But she managed to turn her painful adolescent memories into a successful career leading the federal government’s campaign against bullying. At 26, she coordinates a federal effort that spans nine departments and 32 offices.

Her rapid success has put her in the running for a Samuel J. Heyman Service to America Medal for outstanding public service.

She is one of 33 finalists, nine of whom will be awarded medals by the nonprofit Partnership for Public Service in the fall.

In the years since she was teased and taunted, she has dedicated herself to trying to understand the roots of bullying and to help schools find effective strategies to stop it.

Looking back, she said, “I don’t blame the other kids. I blame the school a lot more. . . . The school let it happen, and it just grew in magnitude.”

Despite repeated complaints from Temkin and her parents, the administrators’ interventions led only to more retaliation and isolation, she recalled.

In ninth grade, her parents enrolled her in a private school, where she got a fresh start. She went on to Vassar College and then graduate school at Pennsylvania State University, where she studied education policy and human development and focused her research on bullying.

Her career break came at an international bullying-prevention conference in Pittsburgh, where she heard Kevin Jennings, then assistant deputy secretary for the Office of Safe and Drug-Free Schools in the Education Department, speak about elevating the role of social and emotional health and school climate in education reform.

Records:
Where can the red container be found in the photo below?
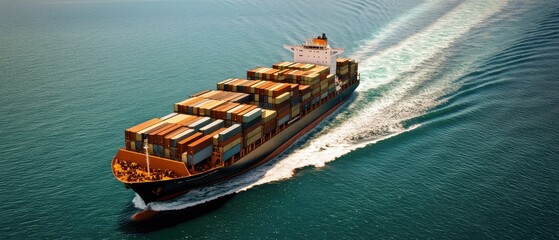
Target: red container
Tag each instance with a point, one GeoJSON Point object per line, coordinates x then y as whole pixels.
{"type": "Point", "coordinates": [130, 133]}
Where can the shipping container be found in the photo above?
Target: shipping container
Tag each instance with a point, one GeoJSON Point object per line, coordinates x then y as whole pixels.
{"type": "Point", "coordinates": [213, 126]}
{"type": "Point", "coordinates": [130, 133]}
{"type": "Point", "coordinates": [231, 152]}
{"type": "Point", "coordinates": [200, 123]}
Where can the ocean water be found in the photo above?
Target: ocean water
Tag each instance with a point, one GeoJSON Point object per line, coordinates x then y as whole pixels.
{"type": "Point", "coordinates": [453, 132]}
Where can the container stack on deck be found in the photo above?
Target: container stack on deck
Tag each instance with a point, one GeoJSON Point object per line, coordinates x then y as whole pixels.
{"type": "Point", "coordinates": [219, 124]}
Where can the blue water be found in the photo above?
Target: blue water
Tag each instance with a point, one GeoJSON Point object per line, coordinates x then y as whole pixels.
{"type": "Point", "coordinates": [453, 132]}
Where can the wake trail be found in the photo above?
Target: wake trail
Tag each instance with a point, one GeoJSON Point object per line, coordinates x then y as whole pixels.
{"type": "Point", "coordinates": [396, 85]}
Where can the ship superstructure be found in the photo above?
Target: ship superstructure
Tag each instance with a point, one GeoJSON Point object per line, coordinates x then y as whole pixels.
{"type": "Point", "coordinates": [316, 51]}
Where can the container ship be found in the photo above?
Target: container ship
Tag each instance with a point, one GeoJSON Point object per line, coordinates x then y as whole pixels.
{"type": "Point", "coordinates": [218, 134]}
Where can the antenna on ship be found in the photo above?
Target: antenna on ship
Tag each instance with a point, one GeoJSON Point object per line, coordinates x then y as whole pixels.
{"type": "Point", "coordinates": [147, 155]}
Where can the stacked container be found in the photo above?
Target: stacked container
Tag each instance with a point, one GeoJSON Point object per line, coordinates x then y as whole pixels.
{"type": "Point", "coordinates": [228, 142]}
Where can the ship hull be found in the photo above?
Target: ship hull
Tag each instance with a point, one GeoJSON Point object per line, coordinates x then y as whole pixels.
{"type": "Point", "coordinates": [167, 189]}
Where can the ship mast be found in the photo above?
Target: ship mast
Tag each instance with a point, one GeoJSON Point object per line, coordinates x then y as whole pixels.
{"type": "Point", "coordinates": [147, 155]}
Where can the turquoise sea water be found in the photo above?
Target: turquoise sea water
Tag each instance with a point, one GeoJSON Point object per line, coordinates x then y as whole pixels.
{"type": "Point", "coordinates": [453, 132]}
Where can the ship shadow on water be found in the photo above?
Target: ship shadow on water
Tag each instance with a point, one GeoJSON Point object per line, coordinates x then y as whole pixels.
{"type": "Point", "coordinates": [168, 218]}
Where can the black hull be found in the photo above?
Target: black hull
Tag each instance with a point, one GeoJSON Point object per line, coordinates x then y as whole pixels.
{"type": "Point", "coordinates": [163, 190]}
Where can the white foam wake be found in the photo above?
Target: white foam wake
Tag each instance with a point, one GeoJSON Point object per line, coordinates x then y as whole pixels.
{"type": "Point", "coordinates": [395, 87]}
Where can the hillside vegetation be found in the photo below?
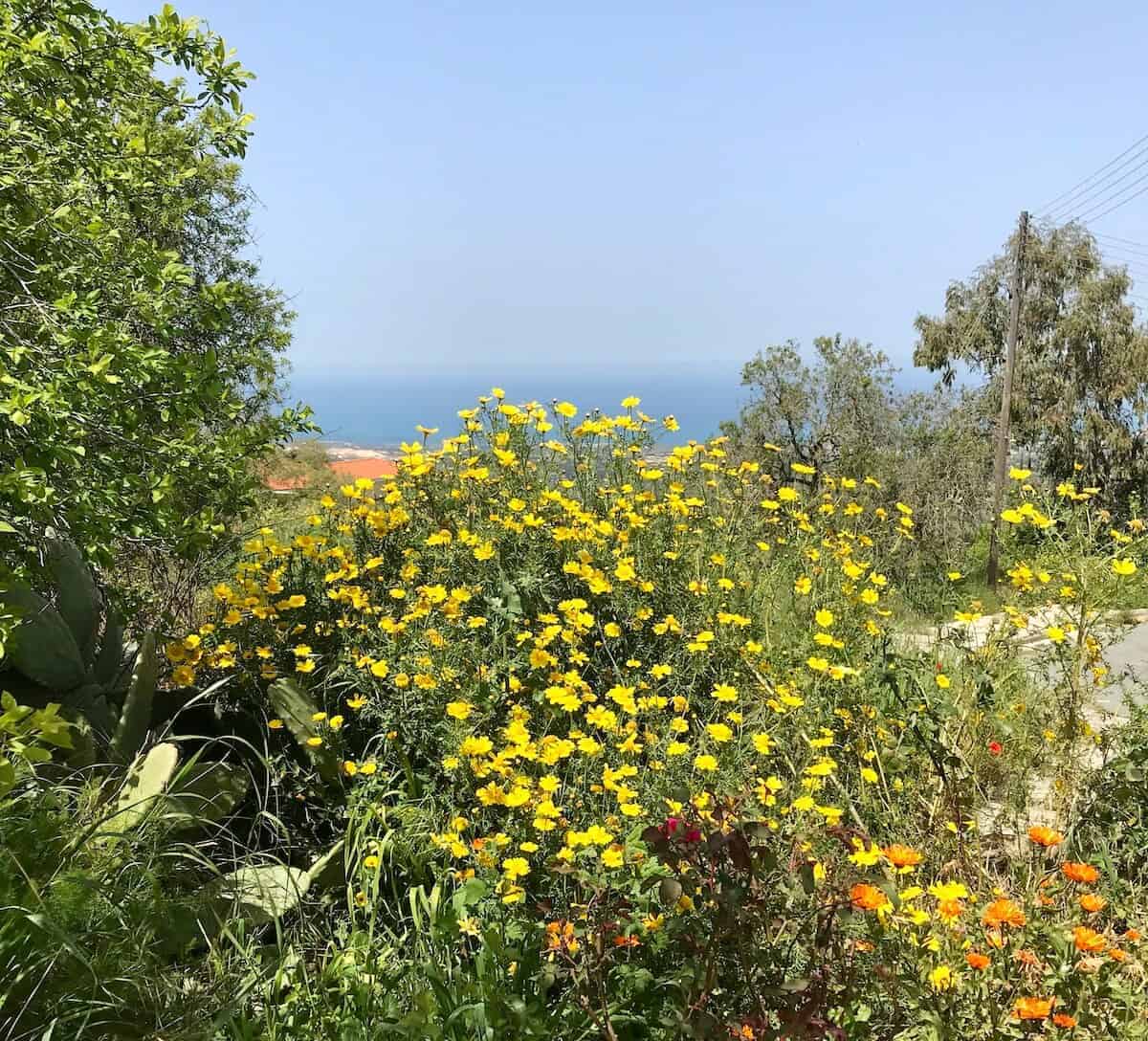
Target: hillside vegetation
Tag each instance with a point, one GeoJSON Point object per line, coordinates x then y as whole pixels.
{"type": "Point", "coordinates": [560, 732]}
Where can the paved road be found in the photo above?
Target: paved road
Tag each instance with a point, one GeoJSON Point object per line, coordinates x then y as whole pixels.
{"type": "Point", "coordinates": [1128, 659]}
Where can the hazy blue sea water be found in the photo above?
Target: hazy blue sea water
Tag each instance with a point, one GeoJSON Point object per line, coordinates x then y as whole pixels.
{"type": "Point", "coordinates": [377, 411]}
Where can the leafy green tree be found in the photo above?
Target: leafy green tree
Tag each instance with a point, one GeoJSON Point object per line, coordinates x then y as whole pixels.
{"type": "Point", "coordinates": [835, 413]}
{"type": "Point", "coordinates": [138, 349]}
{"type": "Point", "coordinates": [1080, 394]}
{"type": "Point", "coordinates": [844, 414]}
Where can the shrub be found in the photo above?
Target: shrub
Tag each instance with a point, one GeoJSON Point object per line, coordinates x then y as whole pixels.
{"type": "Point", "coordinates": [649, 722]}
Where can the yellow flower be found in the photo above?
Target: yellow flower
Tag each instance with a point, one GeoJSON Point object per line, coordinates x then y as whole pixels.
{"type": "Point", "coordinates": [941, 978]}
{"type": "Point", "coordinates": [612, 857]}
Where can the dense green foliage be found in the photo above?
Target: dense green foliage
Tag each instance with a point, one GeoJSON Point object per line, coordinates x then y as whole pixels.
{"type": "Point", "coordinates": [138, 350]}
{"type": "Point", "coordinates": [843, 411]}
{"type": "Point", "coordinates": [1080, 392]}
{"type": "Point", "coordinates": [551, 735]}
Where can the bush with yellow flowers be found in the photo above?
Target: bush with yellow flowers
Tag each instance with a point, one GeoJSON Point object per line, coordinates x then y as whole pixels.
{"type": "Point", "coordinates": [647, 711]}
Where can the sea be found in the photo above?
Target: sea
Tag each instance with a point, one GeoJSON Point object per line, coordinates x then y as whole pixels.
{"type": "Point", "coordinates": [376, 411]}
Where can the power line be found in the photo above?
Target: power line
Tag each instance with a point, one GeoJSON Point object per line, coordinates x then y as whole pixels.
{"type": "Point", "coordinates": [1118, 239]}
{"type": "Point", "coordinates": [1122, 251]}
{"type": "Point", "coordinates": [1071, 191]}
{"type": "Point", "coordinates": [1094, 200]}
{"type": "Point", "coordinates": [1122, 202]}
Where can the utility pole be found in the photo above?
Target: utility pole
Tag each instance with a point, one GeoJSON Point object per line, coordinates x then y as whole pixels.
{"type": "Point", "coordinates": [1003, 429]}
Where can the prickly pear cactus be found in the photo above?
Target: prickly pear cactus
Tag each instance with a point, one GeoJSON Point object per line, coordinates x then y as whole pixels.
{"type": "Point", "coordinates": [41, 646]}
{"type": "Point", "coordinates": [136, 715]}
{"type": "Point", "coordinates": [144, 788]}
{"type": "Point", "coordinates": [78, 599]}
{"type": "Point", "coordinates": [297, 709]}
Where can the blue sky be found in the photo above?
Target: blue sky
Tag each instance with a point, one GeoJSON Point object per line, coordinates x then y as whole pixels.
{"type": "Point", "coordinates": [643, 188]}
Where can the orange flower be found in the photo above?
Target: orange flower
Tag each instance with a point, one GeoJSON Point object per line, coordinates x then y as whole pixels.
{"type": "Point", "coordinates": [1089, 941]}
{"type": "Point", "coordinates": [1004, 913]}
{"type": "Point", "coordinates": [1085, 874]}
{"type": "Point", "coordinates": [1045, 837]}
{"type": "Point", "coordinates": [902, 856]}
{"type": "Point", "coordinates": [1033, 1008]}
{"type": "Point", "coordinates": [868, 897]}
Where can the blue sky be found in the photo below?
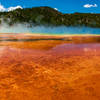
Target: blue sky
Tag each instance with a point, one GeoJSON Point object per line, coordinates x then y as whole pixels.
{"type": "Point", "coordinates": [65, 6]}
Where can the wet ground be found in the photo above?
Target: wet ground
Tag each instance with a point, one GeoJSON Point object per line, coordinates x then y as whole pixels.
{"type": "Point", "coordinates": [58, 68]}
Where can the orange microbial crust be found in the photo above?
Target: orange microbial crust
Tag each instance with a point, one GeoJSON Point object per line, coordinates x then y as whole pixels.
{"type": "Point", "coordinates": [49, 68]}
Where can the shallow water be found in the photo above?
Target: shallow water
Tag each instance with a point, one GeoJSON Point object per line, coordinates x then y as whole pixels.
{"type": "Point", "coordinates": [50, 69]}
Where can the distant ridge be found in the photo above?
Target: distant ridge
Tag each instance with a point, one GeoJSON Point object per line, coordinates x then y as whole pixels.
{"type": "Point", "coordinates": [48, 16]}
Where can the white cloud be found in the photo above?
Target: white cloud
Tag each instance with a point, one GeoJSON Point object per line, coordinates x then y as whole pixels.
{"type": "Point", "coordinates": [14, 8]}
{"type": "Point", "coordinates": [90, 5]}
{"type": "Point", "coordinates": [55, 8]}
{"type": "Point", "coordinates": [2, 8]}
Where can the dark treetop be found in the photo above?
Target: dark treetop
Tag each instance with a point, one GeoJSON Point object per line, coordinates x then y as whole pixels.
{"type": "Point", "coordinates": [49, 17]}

==

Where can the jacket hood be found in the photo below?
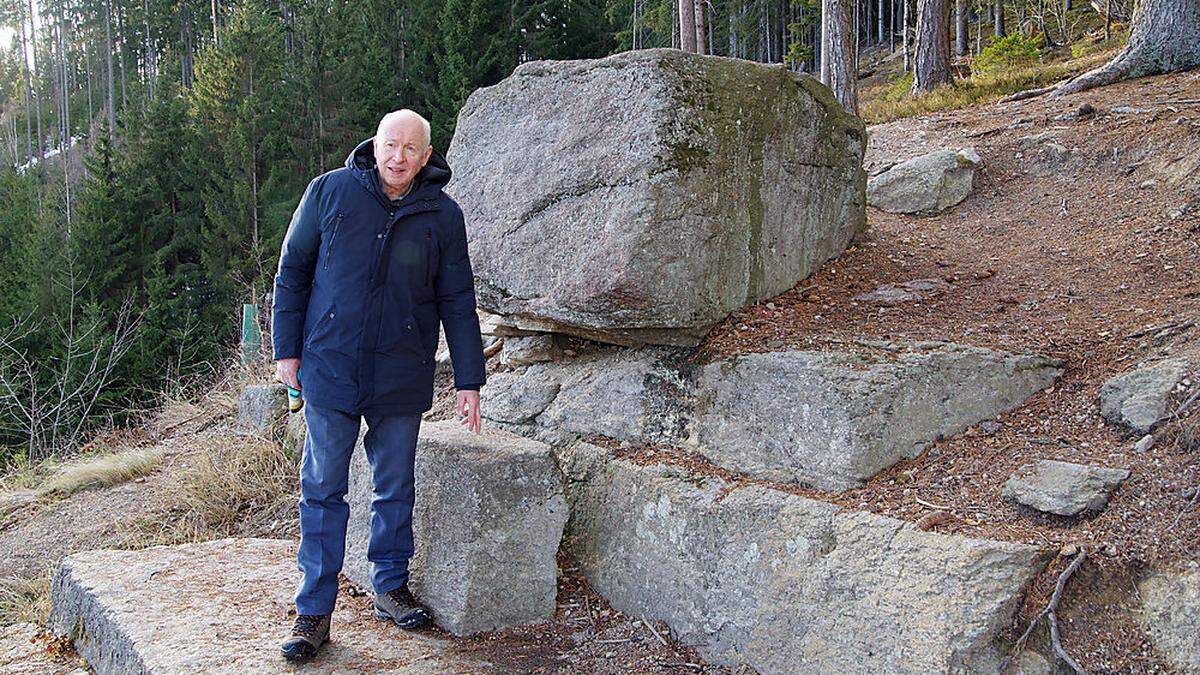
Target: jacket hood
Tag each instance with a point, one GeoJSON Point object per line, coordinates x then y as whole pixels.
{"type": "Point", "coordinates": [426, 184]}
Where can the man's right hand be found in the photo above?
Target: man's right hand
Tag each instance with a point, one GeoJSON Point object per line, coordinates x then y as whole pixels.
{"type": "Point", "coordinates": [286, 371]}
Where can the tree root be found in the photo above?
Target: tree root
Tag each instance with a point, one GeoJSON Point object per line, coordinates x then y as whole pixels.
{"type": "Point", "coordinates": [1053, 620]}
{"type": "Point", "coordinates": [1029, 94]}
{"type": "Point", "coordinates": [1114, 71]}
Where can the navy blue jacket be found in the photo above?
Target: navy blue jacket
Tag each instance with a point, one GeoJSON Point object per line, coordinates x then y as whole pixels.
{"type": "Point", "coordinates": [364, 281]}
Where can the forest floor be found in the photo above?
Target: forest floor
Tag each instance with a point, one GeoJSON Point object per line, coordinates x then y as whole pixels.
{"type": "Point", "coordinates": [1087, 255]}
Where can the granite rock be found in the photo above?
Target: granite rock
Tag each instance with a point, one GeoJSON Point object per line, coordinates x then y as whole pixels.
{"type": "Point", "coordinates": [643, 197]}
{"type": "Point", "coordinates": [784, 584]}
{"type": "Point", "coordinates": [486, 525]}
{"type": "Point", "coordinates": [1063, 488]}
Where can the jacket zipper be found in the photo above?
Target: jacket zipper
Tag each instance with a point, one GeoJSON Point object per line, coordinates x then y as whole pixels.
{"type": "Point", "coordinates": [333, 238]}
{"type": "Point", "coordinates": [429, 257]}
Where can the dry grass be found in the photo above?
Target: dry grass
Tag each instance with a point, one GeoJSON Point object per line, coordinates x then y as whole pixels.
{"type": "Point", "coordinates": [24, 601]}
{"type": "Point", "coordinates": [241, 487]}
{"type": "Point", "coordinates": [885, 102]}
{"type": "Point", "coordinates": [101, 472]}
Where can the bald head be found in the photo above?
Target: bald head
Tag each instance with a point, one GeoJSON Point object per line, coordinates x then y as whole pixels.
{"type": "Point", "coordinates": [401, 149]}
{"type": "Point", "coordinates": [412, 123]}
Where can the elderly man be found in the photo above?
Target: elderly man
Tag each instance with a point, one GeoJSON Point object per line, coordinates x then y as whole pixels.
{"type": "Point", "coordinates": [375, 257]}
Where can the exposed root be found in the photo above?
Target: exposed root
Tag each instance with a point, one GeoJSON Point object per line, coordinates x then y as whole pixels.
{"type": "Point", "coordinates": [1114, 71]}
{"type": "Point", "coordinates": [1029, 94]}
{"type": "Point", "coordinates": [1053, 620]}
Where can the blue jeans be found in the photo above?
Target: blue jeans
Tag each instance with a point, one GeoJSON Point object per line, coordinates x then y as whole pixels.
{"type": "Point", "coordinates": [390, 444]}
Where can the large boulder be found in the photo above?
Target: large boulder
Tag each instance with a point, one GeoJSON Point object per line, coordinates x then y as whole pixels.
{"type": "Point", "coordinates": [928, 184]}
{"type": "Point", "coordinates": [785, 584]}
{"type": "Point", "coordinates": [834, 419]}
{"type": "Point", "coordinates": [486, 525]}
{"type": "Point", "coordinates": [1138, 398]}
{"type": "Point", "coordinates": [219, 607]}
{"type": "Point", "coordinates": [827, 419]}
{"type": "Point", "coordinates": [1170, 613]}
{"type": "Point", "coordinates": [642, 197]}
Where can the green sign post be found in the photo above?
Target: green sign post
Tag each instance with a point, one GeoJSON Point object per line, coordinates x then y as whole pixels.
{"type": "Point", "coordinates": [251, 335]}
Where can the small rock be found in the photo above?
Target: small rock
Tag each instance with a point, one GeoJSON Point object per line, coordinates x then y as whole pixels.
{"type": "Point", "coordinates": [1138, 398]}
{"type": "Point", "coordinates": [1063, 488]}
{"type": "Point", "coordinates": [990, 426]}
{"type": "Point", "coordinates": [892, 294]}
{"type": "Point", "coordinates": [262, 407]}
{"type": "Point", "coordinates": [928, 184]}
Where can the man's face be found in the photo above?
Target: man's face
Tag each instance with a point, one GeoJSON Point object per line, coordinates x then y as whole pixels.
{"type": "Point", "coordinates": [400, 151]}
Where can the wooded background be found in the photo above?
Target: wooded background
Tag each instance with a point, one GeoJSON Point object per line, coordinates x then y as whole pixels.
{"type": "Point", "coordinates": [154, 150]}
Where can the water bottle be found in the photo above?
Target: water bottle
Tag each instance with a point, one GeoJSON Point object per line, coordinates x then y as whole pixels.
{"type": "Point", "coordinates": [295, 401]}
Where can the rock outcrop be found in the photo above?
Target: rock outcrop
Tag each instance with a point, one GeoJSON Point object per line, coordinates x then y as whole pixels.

## Work instructions:
1. How many lines in the rows contain the word "hood"? Reply with the number alone.
2. Pick up the passage about the federal anti-bullying coordinator after its final sentence and keep writing it.

## Task results:
1. 2

2.
Jennings, a civil rights and gay rights activist, had been hired to step up the government’s efforts in combating bullying. But he had little time to devote to the issue in a job that included responding to school shootings, drug and alcohol abuse, and an H1N1 flu outbreak.

So he was intrigued when Temkin introduced herself after his speech that day, told him about her research and said, “Let me help you achieve your goals.”

A few months later, Temkin started working for the Education Department as an unpaid intern. She moved to Washington in May 2010 and was put in charge of organizing the first federal bullying-prevention summit that August, which brought together 150 people, mostly government and nonprofit-group leaders, to organize a response. The third annual summit was held this week in Washington.

By September 2010, instead of returning to graduate school, she moved into a staff position as the first-ever federal employee devoted to bullying prevention.